- _Halaman_:
Nama : Aurel Gracia
Nim : 22016014
Prodi : Pendidikan Bahasa dan Sastra Indonesia dan Daerah
Dosen pengampu : Dr.abdurahman,M.pd.
Sesi(08.50-12.20)
A. TEORI SASTRA
Kata teori sastra berasal dari dua kata, yaitu kata teori dan kata sastra.
Teori sastra ialah cabang ilmu sastra yang mempelajari tentang prinsip-prinsip, hukum, kategori, kriteria karya sastra yang membedakannya dengan yang bukan sastra. Secara umum yang dimaksud dengan teori adalah suatu sistem ilmiah atau pengetahuan sistematik yang menerapkan pola pengaturan hubungan antara gejala-gejala yang diamati. Teori berisi konsep/uraian tentang hukum-hukum umum suatu objek ilmu pengetahuan dari suatu titik pandang tertentu. Suatu teori dapat dideduksi secara logis dan dicek kebenarannya(diverifikasi) atau dibantah kesahihannya pada objek atau gejala-gejala yang diamati tersebut.
Karya sastra bukanlah karya yang ilmiah yang dapat dirunut kebenaran faktualnya sebagaimana merunut kebenaran berita surat kabar tentang peristiwa tertentu, atau merunut berita yang diceritakan seseorang tentang kejadian tertentu. Kebenaran pada karya sastra bukanlah kebenaran yang bersifat faktual tetapi kebenaran yang bersifat kemanusiaan. Sastra adalah deskripsi pengalaman kemanusiaan yang memiliki dimensi personal sekaligus dimensi sosial. Dalam sastra, pengalaman dan pengetahuan kemanusiaan itu secara fundamental mengandung gagasan estetis yang menimbulkan rasa indah, senang, dan menggugah hati. Dengan membaca karya sastra kita diperkenalkan kepada kekayaan-kekayaan batin yang memungkinkan kita mendapatkan insight, persepsi, dan refleksi diri sehingga kita dapat masuk ke dalam pengalaman nyata hidup kita. Teori sastra adalah ilmu yang mengungkapkan tentang sastra sebagai karya yang memuat pengalaman batin manusia.

- _Petunjuk Soal_: Menurut catatan tentang teori sastra, apa sifat kebenaran pada karya sastra? Materi yang menyusul tidak perlu digunakan.

- _Data Tersedia_:
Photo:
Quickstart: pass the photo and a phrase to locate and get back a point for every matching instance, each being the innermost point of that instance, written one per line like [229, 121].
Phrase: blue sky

- _Pembahasan Soal_: Kebenaran pada karya sastra bersifat kemanusiaan, bukan faktual.